Exercise task:
Give the lines again exactly, from the one holding "the distant shoreline?" to the last line of the listing below, both ends included and nothing added.

◆ ◆ ◆ ◆

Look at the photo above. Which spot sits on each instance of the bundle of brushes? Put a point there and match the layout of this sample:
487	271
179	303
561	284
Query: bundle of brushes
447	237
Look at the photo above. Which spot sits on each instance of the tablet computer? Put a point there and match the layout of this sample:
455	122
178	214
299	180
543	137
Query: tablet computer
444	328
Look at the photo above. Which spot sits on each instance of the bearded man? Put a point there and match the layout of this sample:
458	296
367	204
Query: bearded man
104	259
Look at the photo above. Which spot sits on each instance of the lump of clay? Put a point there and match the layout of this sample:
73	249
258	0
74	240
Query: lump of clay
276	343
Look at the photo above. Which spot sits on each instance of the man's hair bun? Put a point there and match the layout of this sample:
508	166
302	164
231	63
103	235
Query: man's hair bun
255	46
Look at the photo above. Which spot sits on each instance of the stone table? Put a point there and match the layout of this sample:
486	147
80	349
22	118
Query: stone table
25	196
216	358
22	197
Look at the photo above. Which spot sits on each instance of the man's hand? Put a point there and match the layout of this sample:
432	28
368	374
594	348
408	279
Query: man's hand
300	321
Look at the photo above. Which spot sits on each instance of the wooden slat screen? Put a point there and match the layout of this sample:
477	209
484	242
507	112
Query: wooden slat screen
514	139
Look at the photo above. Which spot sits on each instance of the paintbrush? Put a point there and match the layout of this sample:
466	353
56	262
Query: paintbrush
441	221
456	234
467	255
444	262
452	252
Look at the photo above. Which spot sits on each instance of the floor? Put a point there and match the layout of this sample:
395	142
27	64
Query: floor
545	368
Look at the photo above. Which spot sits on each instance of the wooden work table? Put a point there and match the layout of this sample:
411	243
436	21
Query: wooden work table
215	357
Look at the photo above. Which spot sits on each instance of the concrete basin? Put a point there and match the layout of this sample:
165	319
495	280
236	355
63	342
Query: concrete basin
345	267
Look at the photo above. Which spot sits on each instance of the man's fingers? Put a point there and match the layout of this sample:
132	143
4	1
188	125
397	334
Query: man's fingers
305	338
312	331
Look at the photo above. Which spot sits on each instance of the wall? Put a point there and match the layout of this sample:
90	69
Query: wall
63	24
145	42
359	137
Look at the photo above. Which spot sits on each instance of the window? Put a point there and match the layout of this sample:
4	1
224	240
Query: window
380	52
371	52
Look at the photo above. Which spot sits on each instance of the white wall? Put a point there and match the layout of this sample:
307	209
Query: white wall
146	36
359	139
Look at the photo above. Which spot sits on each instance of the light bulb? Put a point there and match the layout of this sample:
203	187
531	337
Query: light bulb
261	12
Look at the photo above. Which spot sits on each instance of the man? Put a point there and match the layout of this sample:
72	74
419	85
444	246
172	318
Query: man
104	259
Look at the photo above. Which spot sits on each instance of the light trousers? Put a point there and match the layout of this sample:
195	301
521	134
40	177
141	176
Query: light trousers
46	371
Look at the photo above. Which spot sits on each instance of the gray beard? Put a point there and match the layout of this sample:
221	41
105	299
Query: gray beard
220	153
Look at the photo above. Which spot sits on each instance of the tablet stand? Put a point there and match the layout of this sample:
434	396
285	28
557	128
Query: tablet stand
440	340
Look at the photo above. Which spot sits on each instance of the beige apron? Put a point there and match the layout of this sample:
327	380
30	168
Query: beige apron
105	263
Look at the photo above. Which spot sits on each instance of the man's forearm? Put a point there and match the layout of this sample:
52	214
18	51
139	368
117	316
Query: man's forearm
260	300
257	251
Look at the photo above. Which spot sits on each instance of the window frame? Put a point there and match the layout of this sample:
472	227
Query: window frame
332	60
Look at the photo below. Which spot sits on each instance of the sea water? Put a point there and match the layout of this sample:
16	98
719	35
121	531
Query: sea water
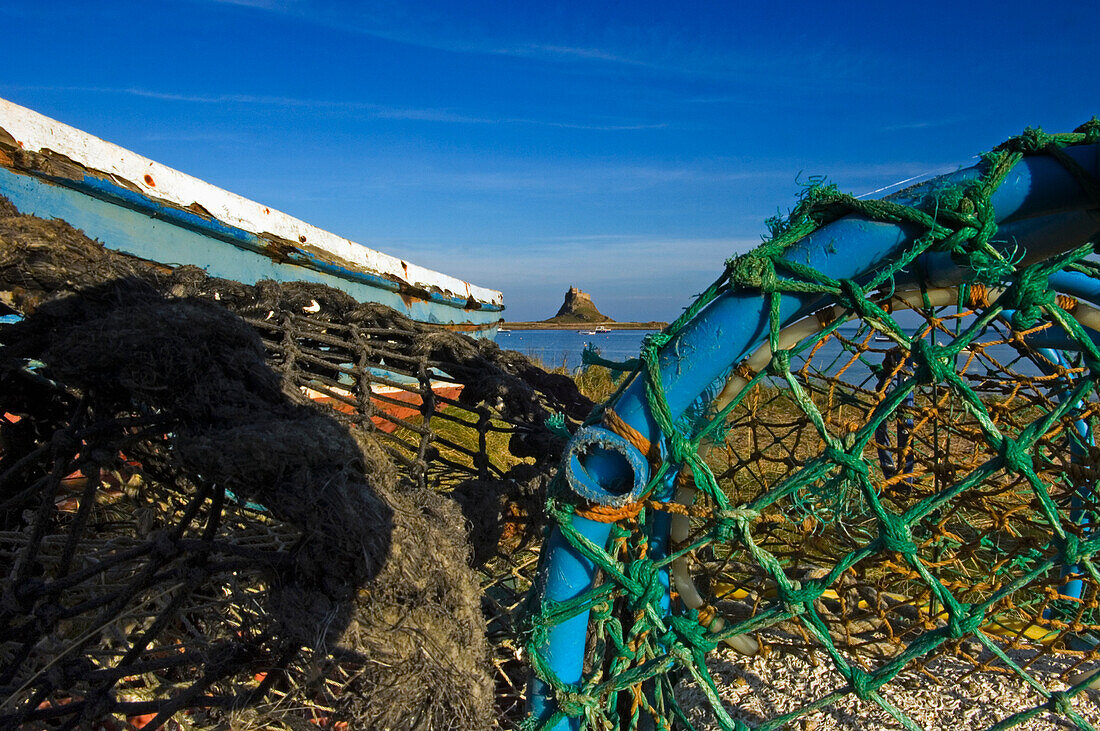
556	349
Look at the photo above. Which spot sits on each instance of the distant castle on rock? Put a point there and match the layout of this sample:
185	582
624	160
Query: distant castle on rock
579	308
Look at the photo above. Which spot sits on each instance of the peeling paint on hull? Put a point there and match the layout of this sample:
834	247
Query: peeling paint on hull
95	186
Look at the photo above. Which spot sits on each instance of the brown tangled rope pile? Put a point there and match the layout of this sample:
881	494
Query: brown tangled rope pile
187	540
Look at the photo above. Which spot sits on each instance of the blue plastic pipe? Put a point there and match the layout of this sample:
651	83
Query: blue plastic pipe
1041	209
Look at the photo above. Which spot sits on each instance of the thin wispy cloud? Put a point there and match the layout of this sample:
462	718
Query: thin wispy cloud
374	110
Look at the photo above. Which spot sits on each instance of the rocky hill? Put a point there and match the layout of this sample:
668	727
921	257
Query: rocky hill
579	308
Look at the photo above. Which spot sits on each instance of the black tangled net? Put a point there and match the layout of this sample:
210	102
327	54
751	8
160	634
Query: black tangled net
187	539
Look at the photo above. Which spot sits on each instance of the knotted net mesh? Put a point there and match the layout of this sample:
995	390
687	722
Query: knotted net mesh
248	506
898	488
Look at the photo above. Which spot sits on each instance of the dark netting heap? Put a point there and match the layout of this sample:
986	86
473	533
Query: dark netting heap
900	487
187	538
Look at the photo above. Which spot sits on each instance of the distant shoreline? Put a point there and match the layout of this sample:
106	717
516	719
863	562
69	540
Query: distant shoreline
583	325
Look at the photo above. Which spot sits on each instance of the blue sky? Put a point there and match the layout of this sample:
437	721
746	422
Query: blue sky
624	147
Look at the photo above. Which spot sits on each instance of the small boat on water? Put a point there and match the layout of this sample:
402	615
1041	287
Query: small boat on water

◆ ◆ ◆ ◆

Response to the exercise:
Look at the photo above. Which spot sits on each instance of the distant shoreline? Put a point there and match the layout of this sample:
106	717
516	719
863	562
69	540
Query: distant shoreline
583	325
Look at the photo above. Which spot sits on each instance of the blue sky? Put a point there and match the layout of this sample:
437	721
746	422
Query: blue sky
624	147
Look at the photo above. Which spot sits on each instance of the small boat on water? Put a point there and match the layout of this sample:
402	615
1041	287
Query: small boat on water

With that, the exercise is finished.